[A run of records]

== == ==

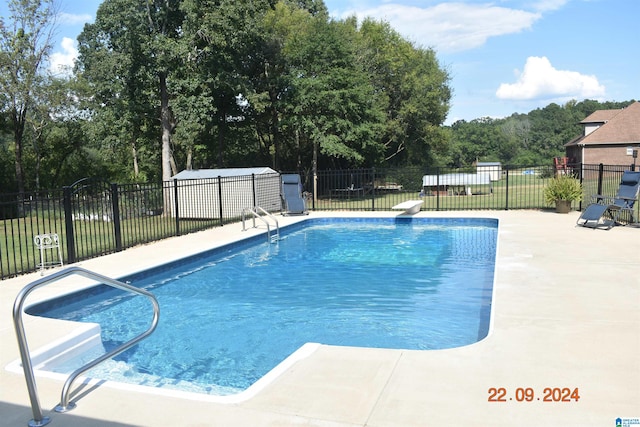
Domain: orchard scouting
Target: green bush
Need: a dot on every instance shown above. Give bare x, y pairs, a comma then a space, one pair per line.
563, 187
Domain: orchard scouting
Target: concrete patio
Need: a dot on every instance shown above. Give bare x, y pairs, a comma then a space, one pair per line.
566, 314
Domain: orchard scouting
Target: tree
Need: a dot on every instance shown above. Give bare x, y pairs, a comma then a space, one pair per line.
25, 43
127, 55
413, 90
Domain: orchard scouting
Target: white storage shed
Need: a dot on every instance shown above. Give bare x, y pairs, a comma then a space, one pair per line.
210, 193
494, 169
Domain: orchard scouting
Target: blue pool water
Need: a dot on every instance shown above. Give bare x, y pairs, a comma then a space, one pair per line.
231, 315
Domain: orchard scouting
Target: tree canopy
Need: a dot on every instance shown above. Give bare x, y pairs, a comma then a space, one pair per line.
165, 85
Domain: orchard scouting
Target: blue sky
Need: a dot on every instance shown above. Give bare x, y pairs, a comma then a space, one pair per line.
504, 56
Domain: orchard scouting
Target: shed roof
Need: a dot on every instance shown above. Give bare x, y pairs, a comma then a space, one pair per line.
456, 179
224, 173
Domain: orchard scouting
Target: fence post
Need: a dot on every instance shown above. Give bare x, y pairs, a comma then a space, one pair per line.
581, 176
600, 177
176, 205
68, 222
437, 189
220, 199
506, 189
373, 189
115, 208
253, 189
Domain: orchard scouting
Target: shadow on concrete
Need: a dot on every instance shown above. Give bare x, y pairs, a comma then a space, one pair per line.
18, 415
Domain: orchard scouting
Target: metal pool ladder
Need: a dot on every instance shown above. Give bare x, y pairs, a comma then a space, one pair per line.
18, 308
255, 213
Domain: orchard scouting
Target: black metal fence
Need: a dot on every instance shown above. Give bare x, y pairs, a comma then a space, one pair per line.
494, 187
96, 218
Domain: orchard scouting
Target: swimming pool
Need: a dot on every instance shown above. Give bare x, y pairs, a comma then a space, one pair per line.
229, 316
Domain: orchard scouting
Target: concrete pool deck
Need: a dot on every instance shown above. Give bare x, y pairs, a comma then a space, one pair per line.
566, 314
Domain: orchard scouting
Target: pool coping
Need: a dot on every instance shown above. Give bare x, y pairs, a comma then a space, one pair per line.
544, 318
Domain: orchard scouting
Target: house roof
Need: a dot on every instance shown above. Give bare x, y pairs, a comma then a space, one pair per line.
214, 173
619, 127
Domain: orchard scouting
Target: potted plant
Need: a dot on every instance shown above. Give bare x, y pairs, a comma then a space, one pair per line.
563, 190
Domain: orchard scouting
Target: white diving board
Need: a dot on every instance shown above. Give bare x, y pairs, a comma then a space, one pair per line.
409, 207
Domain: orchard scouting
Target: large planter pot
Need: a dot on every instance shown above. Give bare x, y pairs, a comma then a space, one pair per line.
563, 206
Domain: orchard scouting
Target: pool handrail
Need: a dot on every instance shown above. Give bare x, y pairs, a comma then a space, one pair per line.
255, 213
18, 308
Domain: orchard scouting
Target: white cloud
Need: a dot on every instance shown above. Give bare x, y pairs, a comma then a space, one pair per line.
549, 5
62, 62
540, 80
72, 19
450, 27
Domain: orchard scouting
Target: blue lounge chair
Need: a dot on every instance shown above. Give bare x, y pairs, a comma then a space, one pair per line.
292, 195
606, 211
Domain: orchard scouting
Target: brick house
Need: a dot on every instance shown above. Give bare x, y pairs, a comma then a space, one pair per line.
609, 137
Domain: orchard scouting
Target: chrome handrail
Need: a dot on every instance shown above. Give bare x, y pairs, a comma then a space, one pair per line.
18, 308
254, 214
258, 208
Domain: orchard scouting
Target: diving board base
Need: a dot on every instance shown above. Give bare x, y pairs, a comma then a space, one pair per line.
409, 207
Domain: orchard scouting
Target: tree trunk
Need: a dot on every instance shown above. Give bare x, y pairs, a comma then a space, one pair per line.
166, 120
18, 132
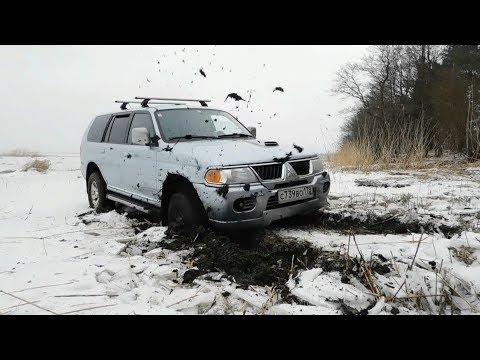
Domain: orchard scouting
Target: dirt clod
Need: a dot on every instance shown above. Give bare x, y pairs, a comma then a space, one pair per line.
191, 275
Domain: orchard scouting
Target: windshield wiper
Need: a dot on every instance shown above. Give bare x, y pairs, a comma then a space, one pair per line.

== == ==

Do this:
Repeat the material above word for word, please, apart from its images.

Exercise output:
Domain: orchard scouting
Target: green bush
Need: a dot on every instance shown above. Give bare x, y pairs, a comma then a space, one pair per line.
563, 187
Domain: orchard scouting
Target: concrete patio
Need: a dot on every instance shown above. Give bare x, y pairs, a comma then a space, one pair per line.
566, 314
Domain: orchard scouting
Target: tree
Need: a dot on every instance shown above. Give bare x, y pairs, a comma then a space, one pair per line.
25, 43
127, 55
413, 90
Domain: orchard scouting
Target: white storage shed
Need: a dot on every instance shown above. Give bare x, y pairs, a comma then a space, one pair per line.
210, 193
494, 169
Domain: orchard scouting
Target: blue pool water
Need: a dot on every instance shown above. Give bare x, y pairs, a comma then a space, one pair per line.
231, 315
Domain: orchard scouting
Target: tree canopy
Need: a dot on every instance shown above. Give bare x, y pairs, a comma then a space, one pair per line.
165, 85
Domain: orchard scouting
Target: blue sky
Need: a dot on every instance shown above. Give bare x, y pairs, a comma then a space, one pair per line.
504, 56
Domain: orchard scouting
Target: shed roof
Need: a dot on every instance shown above. Give bare x, y pairs, a comma then a space, one pair per line.
456, 179
224, 173
Domain: orchard scouting
Target: fence post
Need: a dot on every instance shown above. Give bare x, y pairs, a comma then a space, one pair per line.
581, 176
600, 177
176, 205
68, 222
437, 189
220, 199
506, 189
373, 189
115, 208
253, 189
Domain: orchard scouting
Target: shadow on concrete
Need: a dot on every instance shown above. Give bare x, y pairs, a comma then a space, one pair per line.
18, 415
Domain: orchard scouting
Target: metal pool ladder
Need: a dot on every instance shown above. Give bare x, y pairs, a comma then a space, one pair per line.
18, 308
255, 213
Domain: orchard scouting
Target: black metal fence
Need: a dot on every instance shown above. Give bare x, y pairs, a comma then a space, one pair per line.
494, 187
96, 218
Domain: orchard scouting
Target: swimming pool
Need: a dot on every instance shown above. Give bare x, y pairs, a comma then a space, one pair per line.
229, 316
Domain: orchard scouting
Target: concrete pool deck
Need: a dot on every instance shown above. Give bare x, y pairs, a comma then a space, one pair per line.
566, 314
Domain: orchard scouting
Target: pool coping
Need: a dot on every instance shown above. Give bare x, y pairs, a comma then a space, one pair per line.
544, 318
Domain: orchard scouting
Target: house roof
Need: a dot on every instance shown above. Give bare x, y pairs, a comma then a space, one pair per line.
214, 173
619, 127
Domain: orchard scouting
Target: potted plant
Need: a dot on every instance shown above. Give bare x, y pairs, a comma then a space, one pair per line.
563, 190
Domain: orchard scouting
Target: white diving board
Need: a dot on every instance shown above. Give bare x, y pairs, a comma then a space, one pair per line.
409, 207
Domain: orchard scouting
Target: large planter pot
Need: a dot on every instance shown above. Give bare x, y pairs, a comma then a space, one pair per line.
563, 206
Domain: orchard scouting
Target: pool handrail
Need: a dot on every instance shown above. Give bare x, y pairs, a comma then a space, one pair per line.
255, 213
18, 308
Domain: orchard scouting
Target: white cloud
Need: a dot on every instance shown above. Give bare x, y pairs, a comma then a space, one pair per line.
549, 5
62, 62
540, 80
72, 19
450, 27
Domain: orchard scouting
Target: blue lounge chair
Need: a dot on every instance shown above. Give bare x, y pairs, a comma then a space, one pair per line.
292, 195
606, 211
Domain: orchard scouting
Target: brick house
Need: a dot on every instance shown above. Give bare x, y pairs, a comma then a space, one pair per line.
609, 137
Domain: orchard scouting
Target: chrome handrail
Need: a dot on every instance shown above. Give bare x, y pairs, a comma then a space, one pair per line.
18, 308
254, 214
258, 208
Domain: orchard scouting
Target: diving board base
Need: a dot on every instance shown above. Give bare x, y pairs, a comma then a space, one pair per line.
409, 207
Domain: orchard scouting
Target: tree trunk
Need: a dot on every instance shown above. Give bare x, y pairs, a comma then a space, one pair per line.
166, 120
18, 132
Domain: orchard scouting
Target: dirt clod
Need: a dot on every instance shown above. Give bare x, y pairs, a comma then a space, one pair per line.
191, 275
Domain: orchard scouting
Target: windshield wiper
Need: a dot on every instance shown above. Give bare x, y pairs, a comma then a space, one pair per line.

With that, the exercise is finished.